(Dataset records)
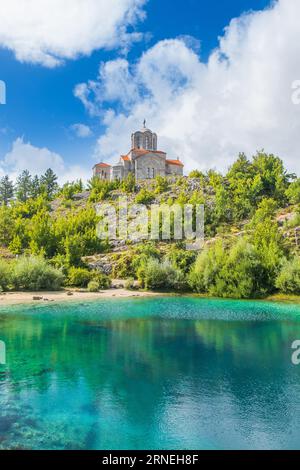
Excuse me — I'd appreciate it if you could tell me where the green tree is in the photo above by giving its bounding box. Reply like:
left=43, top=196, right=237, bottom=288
left=40, top=168, right=58, bottom=199
left=0, top=175, right=14, bottom=206
left=16, top=170, right=32, bottom=202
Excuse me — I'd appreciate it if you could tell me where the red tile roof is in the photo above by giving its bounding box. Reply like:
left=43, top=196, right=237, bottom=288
left=166, top=160, right=184, bottom=166
left=94, top=163, right=111, bottom=168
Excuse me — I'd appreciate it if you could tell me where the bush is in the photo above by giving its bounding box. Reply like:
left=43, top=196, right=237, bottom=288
left=88, top=281, right=100, bottom=292
left=125, top=277, right=134, bottom=290
left=0, top=260, right=11, bottom=292
left=276, top=256, right=300, bottom=295
left=12, top=256, right=64, bottom=291
left=189, top=240, right=268, bottom=299
left=68, top=267, right=93, bottom=287
left=92, top=271, right=111, bottom=289
left=286, top=178, right=300, bottom=204
left=138, top=258, right=185, bottom=290
left=135, top=189, right=155, bottom=206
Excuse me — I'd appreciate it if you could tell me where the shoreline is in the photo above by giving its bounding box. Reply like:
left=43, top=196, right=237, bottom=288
left=0, top=288, right=300, bottom=307
left=0, top=289, right=162, bottom=307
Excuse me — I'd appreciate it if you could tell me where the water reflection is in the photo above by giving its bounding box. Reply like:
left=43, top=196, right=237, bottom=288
left=0, top=299, right=300, bottom=449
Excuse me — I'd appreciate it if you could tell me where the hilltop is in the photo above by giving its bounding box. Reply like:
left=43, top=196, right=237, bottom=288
left=0, top=153, right=300, bottom=297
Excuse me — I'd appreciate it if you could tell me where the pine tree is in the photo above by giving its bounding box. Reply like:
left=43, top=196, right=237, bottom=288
left=41, top=168, right=58, bottom=199
left=16, top=170, right=32, bottom=202
left=30, top=175, right=42, bottom=199
left=0, top=175, right=14, bottom=206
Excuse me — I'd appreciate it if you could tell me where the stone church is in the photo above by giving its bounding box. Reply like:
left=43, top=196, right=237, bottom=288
left=93, top=121, right=184, bottom=181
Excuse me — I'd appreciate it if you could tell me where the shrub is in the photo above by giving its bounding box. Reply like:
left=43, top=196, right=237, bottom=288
left=92, top=271, right=111, bottom=289
left=138, top=258, right=185, bottom=290
left=286, top=178, right=300, bottom=204
left=88, top=281, right=100, bottom=292
left=135, top=189, right=155, bottom=205
left=12, top=256, right=64, bottom=291
left=68, top=267, right=93, bottom=287
left=276, top=256, right=300, bottom=295
left=125, top=277, right=134, bottom=290
left=189, top=240, right=269, bottom=299
left=155, top=175, right=169, bottom=194
left=0, top=260, right=11, bottom=292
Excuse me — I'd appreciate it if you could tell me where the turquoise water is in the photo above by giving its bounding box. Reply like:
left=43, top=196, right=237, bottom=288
left=0, top=298, right=300, bottom=450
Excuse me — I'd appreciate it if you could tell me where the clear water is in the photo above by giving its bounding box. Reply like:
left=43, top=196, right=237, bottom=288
left=0, top=298, right=300, bottom=450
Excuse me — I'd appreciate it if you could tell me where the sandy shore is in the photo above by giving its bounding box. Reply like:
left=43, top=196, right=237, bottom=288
left=0, top=289, right=159, bottom=306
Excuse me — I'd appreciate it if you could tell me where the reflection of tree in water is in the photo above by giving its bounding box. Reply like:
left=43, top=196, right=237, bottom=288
left=0, top=302, right=300, bottom=450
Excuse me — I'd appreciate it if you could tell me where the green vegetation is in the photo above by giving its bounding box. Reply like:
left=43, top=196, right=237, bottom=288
left=0, top=256, right=64, bottom=291
left=0, top=152, right=300, bottom=298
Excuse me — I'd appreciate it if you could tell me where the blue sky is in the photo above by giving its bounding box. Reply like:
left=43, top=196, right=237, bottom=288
left=0, top=0, right=297, bottom=178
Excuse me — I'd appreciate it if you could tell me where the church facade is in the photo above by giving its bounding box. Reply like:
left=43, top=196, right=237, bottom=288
left=93, top=122, right=184, bottom=181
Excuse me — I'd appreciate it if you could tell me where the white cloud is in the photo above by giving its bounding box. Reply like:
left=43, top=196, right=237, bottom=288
left=0, top=138, right=90, bottom=183
left=71, top=124, right=93, bottom=139
left=0, top=0, right=147, bottom=67
left=77, top=0, right=300, bottom=172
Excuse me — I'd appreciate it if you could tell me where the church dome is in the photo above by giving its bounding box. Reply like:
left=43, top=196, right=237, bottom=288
left=131, top=120, right=157, bottom=152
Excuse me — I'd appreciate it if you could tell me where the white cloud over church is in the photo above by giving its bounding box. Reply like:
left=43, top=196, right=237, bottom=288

AIM OF THE EXERCISE: Copy the lines from the one containing "where the bush" through the one containing "left=189, top=240, right=268, bottom=299", changing "bush" to "shrub" and leaving everything else the same. Give only those lines.

FULL SOLUTION:
Excuse me — I'd appreciate it if you could tell me where the shrub is in the photo above by giving its bounding box. Reply like:
left=43, top=196, right=237, bottom=288
left=88, top=281, right=100, bottom=292
left=125, top=277, right=134, bottom=290
left=0, top=260, right=11, bottom=292
left=276, top=256, right=300, bottom=295
left=12, top=256, right=64, bottom=291
left=189, top=240, right=268, bottom=299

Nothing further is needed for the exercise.